Data listing:
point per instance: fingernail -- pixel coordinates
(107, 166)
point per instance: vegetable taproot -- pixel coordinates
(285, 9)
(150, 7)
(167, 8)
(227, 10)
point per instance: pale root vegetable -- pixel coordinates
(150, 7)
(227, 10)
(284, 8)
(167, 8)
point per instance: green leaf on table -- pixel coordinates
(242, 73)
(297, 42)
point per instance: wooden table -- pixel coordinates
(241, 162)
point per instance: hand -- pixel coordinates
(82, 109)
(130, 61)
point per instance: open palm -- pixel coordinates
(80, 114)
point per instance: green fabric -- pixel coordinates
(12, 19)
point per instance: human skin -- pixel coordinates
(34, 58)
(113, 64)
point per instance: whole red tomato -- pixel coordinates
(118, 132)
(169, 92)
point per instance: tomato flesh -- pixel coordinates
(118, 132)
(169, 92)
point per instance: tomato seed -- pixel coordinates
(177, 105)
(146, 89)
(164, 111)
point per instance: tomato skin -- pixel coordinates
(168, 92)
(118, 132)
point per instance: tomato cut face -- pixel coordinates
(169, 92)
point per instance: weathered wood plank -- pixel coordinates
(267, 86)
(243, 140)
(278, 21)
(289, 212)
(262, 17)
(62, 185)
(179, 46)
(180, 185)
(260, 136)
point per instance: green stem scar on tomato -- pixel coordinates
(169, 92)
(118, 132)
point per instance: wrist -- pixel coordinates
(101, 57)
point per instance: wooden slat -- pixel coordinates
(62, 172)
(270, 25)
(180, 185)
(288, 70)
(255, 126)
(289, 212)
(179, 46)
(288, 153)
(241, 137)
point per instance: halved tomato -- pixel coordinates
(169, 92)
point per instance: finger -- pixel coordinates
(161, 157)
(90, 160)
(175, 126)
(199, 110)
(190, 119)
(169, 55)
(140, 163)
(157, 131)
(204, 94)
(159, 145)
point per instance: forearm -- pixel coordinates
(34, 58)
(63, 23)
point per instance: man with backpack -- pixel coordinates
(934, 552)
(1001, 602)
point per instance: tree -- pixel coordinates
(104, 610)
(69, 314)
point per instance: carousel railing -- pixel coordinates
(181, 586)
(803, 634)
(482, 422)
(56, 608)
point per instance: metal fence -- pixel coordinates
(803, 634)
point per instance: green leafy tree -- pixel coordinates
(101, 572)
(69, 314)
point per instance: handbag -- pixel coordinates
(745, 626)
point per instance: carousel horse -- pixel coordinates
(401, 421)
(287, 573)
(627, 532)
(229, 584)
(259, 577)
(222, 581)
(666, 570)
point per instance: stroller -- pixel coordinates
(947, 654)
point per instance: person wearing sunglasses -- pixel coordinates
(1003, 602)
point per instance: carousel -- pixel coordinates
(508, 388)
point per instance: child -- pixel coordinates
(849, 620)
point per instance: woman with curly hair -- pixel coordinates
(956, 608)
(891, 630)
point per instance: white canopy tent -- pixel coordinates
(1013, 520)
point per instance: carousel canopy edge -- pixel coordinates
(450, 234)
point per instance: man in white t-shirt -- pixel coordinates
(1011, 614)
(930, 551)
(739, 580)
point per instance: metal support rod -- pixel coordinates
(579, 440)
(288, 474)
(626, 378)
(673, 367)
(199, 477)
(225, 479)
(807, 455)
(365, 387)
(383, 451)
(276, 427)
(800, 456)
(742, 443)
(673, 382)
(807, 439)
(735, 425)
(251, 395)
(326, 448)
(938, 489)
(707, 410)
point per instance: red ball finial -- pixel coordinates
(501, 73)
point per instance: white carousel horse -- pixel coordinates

Do this:
Return all of the entries exactly as written.

Worked answer:
point per instance: fingernail -- pixel coordinates
(107, 166)
point per instance: vegetable taproot -- pixel coordinates
(285, 9)
(150, 7)
(167, 8)
(227, 10)
point per instance: pale root vegetable -- pixel coordinates
(150, 7)
(227, 10)
(284, 8)
(167, 8)
point per instance: green leaf on table -- pixel coordinates
(242, 73)
(297, 42)
point per instance: wooden table -- pixel coordinates
(241, 162)
point per instance: hand -- pixel coordinates
(82, 109)
(130, 61)
point per instance: open palm -- pixel coordinates
(80, 114)
point per instance: green fabric -- pixel coordinates
(12, 19)
point per instance: human skin -- pixel coordinates
(34, 58)
(113, 64)
point per instance: whole red tomato -- pixel coordinates
(118, 132)
(169, 92)
point per instance: tomato flesh -- pixel coordinates
(118, 132)
(169, 92)
point per instance: tomato seed -- pixel coordinates
(177, 105)
(146, 89)
(164, 111)
point per instance: tomato skin -- pixel coordinates
(168, 92)
(118, 132)
point per instance: tomato cut face -- pixel coordinates
(169, 92)
point per instance: weathered wood plank -- pixel coordinates
(267, 86)
(243, 140)
(278, 21)
(289, 212)
(262, 17)
(62, 185)
(179, 46)
(180, 185)
(260, 136)
point per instance: green stem scar on tomato -- pixel coordinates
(169, 92)
(118, 132)
point per instance: wrist -- pixel coordinates
(101, 57)
point per instance: wooden slat -- pixel coordinates
(62, 172)
(270, 25)
(180, 185)
(288, 70)
(255, 126)
(289, 212)
(179, 46)
(288, 153)
(241, 137)
point per instance: halved tomato -- pixel coordinates
(169, 92)
point per instance: finger -- pixel coordinates
(161, 157)
(90, 160)
(175, 126)
(199, 110)
(190, 119)
(169, 55)
(140, 163)
(157, 131)
(204, 94)
(159, 145)
point per instance: forearm -- pixel coordinates
(34, 58)
(63, 23)
point per instance: man with backpack -- pixel coordinates
(934, 552)
(1001, 602)
point per instance: tree -- pixel coordinates
(104, 610)
(69, 314)
point per instance: carousel railing -- pixel coordinates
(181, 586)
(803, 634)
(482, 422)
(56, 608)
point per instance: metal fence -- pixel coordinates
(803, 634)
point per instance: green leafy tree -- pixel coordinates
(101, 572)
(69, 314)
point per instance: handbag -- pixel coordinates
(745, 626)
point per instance: carousel horse -- pixel coordinates
(401, 421)
(287, 573)
(627, 532)
(229, 584)
(259, 577)
(222, 581)
(666, 570)
point per instance: stroller -- pixel coordinates
(947, 654)
point per instance: person wearing sunglasses -- pixel coordinates
(1003, 602)
point per instance: carousel -- pixel coordinates
(508, 388)
point per instance: child -- pixel coordinates
(849, 620)
point per instance: woman with curly hair -- pixel coordinates
(956, 608)
(891, 630)
point per instance: white canopy tent -- pixel coordinates
(1013, 520)
point per instance: carousel canopy edge -- pixel coordinates
(450, 234)
point per instance: man in white t-shirt -- pixel coordinates
(1011, 614)
(930, 551)
(739, 580)
point per instance: metal support rod -- pixel coordinates
(579, 440)
(288, 474)
(626, 378)
(673, 367)
(199, 477)
(225, 479)
(807, 455)
(365, 387)
(383, 451)
(276, 427)
(800, 456)
(742, 443)
(673, 382)
(807, 439)
(735, 425)
(251, 395)
(326, 448)
(938, 489)
(707, 410)
point per instance: red ball finial -- pixel coordinates
(501, 73)
point per instance: white carousel horse -- pixel coordinates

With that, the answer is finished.